----- Supplied data

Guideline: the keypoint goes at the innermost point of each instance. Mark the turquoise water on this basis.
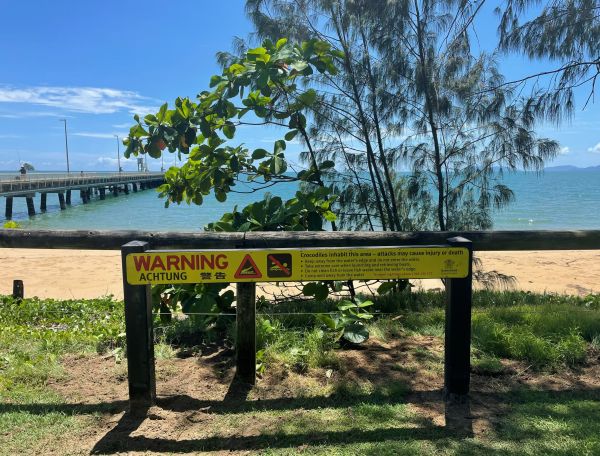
(554, 200)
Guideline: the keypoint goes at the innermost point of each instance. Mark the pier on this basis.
(88, 184)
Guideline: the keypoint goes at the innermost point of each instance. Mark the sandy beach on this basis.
(72, 274)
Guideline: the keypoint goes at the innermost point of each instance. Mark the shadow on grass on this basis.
(523, 422)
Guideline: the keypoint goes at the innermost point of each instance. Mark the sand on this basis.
(74, 274)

----------

**What you need to do**
Line by line, return the listing above exactly, leaving out its pictures.

**Reply to the exercise**
Guideline: the keypoint goes at the innermost point of each instance. Mark the turquoise water on this basis.
(554, 200)
Guideline: the keypoint goes at the innermost point of each instance. Mark the pier on this basis.
(88, 184)
Guideline: the keypoint goes at the innermost point of each instance. Mark the sandy beach on this basis.
(72, 274)
Guideline: the keypoint goes at the innermost point of each instance. Mark the shadow on grass on this basis.
(523, 422)
Guideline: the keypoint goes at the innermost point of each instance. Mark the sand on this basis.
(74, 274)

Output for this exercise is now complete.